Rewrite the part of the items below that starts with the line containing "like point(8, 1)?" and ends with the line containing "point(67, 187)" as a Markdown table with two columns, Row and Line. Give each line its own numbered row and skip any blank lines.

--- Start of DATASET ENTRIES ---

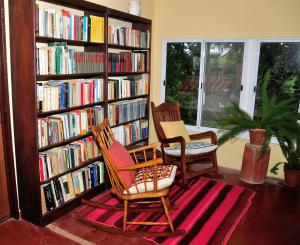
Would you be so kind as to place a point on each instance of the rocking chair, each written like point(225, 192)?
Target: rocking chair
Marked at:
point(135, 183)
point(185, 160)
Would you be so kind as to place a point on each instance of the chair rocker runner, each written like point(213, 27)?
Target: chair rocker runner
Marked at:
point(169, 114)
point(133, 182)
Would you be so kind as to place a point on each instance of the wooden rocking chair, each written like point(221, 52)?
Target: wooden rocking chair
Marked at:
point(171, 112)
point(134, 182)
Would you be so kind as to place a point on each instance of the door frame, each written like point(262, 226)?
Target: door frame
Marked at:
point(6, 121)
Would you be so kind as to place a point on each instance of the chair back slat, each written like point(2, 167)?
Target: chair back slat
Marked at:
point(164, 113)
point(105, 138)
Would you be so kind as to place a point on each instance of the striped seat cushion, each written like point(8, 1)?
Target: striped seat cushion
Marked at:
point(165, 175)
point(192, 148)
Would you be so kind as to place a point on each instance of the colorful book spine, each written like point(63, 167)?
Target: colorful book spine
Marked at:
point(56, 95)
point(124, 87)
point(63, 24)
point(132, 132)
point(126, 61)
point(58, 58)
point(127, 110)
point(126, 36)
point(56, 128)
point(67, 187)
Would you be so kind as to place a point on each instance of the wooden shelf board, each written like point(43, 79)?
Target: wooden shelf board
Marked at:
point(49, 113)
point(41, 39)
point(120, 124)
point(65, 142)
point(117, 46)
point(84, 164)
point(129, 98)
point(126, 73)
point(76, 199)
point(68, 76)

--- End of DATASET ENTRIES ---
--- Start of DATASET ENTRIES ---

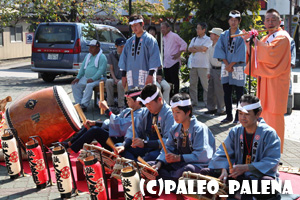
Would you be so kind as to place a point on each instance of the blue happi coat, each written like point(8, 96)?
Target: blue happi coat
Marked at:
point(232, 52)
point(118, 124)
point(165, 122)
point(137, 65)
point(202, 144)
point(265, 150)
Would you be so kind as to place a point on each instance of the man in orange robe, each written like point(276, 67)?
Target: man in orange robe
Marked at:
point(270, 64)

--- End of DATASET ENTRIES ---
--- Start of DATASET ENTRIES ---

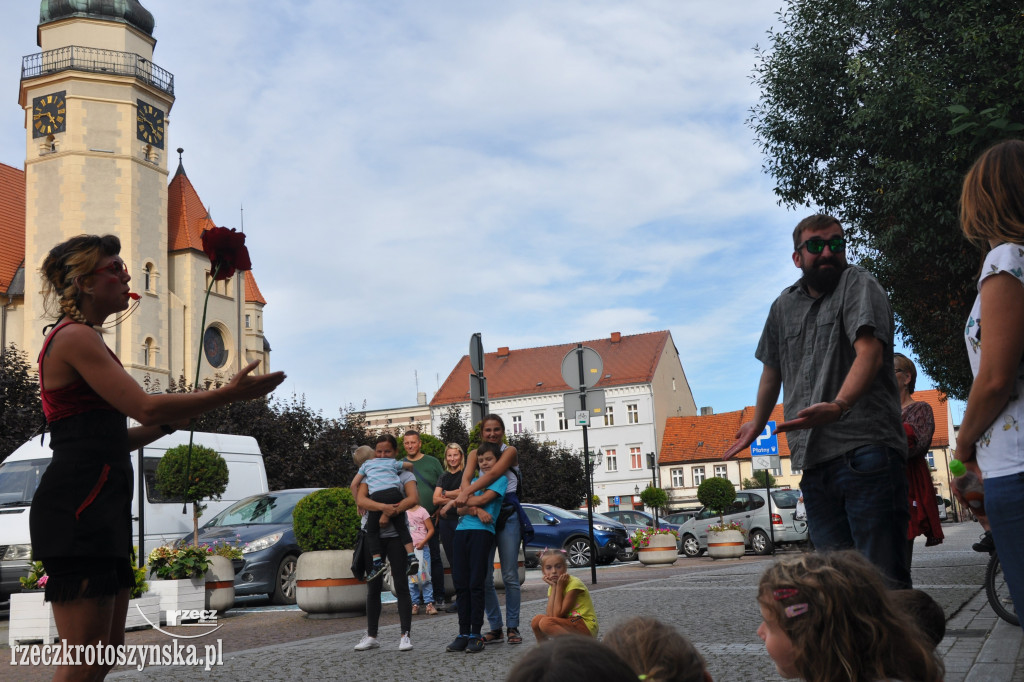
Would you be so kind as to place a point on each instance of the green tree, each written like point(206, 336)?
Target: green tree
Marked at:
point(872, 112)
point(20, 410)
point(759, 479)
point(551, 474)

--- End of DATASET ENTRIES ---

# RESULT OF THE TASK:
| Row | Line |
|---|---|
| 1 | Would you be so kind as to place a point on each instance of the striped seat cushion, each written like point(8, 1)? |
| 2 | Target: striped seat cushion |
| 3 | Marked at: |
| 4 | point(165, 175) |
| 5 | point(192, 148) |
| 6 | Would you be so kind as to place a point on each instance of the colorful book spine, each written like point(63, 167)? |
| 7 | Target: colorful book spine |
| 8 | Marked at: |
| 9 | point(56, 95) |
| 10 | point(124, 87) |
| 11 | point(63, 24) |
| 12 | point(132, 132) |
| 13 | point(126, 61) |
| 14 | point(58, 58) |
| 15 | point(127, 110) |
| 16 | point(126, 36) |
| 17 | point(56, 128) |
| 18 | point(67, 187) |